**SET TASK**
From the entries below, copy out verbatim the stretch running from the line containing "Point out the kitchen countertop" through the line containing "<point>107,326</point>", both ends included, and output nothing else.
%%
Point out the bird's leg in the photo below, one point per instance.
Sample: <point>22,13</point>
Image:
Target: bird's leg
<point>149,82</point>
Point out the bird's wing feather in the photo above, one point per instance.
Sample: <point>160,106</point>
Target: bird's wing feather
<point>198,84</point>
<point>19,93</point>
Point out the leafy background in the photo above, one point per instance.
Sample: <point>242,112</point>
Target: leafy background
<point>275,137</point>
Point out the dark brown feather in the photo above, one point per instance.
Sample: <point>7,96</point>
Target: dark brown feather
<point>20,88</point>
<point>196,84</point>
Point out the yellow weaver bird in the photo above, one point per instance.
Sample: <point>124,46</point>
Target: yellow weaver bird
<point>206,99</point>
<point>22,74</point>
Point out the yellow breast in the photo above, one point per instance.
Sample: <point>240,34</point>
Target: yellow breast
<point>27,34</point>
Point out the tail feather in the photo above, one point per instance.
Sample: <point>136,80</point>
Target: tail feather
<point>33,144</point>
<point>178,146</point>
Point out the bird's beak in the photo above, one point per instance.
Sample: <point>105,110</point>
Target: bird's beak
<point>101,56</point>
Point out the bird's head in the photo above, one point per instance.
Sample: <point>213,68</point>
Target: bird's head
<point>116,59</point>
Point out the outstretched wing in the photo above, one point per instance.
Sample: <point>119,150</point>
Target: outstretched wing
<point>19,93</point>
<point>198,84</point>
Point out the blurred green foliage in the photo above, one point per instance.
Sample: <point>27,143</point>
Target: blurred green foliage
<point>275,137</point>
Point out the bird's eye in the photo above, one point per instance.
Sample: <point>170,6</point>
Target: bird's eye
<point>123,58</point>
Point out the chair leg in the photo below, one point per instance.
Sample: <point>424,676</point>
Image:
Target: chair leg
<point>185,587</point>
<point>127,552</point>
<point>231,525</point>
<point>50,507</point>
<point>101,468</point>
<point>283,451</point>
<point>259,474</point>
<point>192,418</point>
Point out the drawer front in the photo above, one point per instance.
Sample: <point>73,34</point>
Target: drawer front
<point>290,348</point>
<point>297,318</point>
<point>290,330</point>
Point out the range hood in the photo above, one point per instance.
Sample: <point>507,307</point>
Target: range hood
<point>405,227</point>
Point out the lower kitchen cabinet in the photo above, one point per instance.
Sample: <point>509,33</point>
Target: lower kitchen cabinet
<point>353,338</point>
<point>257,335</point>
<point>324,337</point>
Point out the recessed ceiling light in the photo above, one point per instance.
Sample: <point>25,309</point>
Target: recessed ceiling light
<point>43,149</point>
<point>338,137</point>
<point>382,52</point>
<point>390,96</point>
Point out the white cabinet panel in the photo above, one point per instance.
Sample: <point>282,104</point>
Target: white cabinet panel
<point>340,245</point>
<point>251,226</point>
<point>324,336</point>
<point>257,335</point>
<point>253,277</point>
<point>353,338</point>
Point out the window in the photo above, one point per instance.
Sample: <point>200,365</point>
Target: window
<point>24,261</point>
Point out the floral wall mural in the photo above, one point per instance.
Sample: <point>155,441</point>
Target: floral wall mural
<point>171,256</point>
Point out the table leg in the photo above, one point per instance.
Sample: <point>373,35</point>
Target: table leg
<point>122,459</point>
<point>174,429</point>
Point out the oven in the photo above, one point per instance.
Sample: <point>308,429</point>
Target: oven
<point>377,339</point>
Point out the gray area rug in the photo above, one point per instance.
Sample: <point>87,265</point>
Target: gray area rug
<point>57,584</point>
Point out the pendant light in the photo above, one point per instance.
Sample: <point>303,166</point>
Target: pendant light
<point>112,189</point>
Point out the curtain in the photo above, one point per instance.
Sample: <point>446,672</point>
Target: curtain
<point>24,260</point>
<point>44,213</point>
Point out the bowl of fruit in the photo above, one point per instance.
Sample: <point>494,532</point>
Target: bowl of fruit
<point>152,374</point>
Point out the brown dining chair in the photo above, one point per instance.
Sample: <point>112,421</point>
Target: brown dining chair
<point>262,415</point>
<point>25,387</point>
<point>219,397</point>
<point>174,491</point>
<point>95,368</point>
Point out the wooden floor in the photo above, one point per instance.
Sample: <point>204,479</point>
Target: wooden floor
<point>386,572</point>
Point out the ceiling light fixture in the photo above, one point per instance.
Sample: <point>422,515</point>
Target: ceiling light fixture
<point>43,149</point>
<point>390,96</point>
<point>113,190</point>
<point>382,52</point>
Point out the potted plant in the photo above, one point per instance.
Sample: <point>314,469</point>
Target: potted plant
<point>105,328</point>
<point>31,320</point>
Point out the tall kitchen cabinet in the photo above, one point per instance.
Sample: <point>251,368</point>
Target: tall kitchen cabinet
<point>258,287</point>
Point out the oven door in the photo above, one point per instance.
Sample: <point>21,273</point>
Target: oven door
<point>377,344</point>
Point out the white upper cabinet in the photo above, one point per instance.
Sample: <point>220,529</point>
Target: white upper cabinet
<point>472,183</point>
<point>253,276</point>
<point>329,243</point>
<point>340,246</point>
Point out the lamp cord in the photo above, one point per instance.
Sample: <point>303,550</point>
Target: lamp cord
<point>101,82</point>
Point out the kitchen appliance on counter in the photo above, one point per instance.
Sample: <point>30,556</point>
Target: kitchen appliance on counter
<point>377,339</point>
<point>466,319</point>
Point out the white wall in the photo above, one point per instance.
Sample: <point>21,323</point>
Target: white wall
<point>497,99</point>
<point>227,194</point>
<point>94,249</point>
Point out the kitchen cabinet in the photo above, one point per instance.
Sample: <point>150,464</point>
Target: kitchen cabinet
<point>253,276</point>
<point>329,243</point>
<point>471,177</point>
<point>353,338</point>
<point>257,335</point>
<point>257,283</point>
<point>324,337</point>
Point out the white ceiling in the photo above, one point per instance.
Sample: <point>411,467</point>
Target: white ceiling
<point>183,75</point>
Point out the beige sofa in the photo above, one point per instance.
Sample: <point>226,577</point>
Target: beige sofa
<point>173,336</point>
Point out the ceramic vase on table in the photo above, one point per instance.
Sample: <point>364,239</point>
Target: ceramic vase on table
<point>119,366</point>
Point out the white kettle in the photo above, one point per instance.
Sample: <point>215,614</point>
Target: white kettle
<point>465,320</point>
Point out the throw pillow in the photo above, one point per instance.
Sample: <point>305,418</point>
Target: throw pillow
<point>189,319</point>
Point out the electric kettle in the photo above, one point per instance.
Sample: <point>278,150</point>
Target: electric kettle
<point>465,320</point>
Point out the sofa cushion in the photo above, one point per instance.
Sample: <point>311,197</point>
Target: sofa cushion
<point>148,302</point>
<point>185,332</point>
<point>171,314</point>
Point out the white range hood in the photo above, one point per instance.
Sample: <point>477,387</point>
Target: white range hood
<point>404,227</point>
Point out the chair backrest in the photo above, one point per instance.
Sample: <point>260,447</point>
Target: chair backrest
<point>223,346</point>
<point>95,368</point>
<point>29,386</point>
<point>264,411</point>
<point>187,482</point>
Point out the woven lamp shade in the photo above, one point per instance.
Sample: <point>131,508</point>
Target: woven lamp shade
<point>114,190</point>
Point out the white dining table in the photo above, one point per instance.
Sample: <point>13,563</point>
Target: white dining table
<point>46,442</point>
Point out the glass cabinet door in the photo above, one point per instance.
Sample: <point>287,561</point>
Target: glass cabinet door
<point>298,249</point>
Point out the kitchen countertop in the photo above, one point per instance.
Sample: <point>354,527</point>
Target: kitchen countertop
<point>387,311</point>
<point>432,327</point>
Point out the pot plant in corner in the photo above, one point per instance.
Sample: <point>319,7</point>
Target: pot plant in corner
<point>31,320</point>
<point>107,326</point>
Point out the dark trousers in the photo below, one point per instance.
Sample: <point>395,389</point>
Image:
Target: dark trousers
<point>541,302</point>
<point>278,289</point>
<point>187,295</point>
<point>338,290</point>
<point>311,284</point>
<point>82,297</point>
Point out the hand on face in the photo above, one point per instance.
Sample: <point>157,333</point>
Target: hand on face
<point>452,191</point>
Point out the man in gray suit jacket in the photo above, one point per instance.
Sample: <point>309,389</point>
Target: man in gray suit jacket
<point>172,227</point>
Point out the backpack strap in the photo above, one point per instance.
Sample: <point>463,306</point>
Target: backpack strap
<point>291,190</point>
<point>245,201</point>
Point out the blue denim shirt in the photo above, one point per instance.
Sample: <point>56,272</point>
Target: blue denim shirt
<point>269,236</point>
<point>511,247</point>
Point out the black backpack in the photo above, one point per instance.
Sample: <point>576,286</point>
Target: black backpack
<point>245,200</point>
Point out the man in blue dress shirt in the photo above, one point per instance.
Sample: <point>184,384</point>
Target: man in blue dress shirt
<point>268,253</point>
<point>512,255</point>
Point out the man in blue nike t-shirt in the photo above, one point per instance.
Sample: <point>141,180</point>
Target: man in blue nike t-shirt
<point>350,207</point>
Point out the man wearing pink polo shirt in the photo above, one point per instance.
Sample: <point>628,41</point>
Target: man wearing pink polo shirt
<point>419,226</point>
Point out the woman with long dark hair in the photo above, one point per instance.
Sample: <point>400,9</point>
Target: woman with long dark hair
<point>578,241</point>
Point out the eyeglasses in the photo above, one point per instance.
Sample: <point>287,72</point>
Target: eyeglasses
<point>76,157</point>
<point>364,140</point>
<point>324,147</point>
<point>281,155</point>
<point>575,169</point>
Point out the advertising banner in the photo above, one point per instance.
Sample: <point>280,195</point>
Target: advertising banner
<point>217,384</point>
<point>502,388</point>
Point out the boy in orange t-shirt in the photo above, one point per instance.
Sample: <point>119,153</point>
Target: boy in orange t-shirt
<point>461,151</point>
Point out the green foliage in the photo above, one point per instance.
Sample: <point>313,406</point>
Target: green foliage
%%
**TASK RESPONSE**
Point out the kitchen countertop in the photo above, one point per instance.
Sample: <point>354,527</point>
Target: kitchen countertop
<point>387,311</point>
<point>432,327</point>
Point out the pot plant in corner in the photo above, one point per instance.
Sample: <point>319,7</point>
Target: pot plant in corner
<point>31,320</point>
<point>107,326</point>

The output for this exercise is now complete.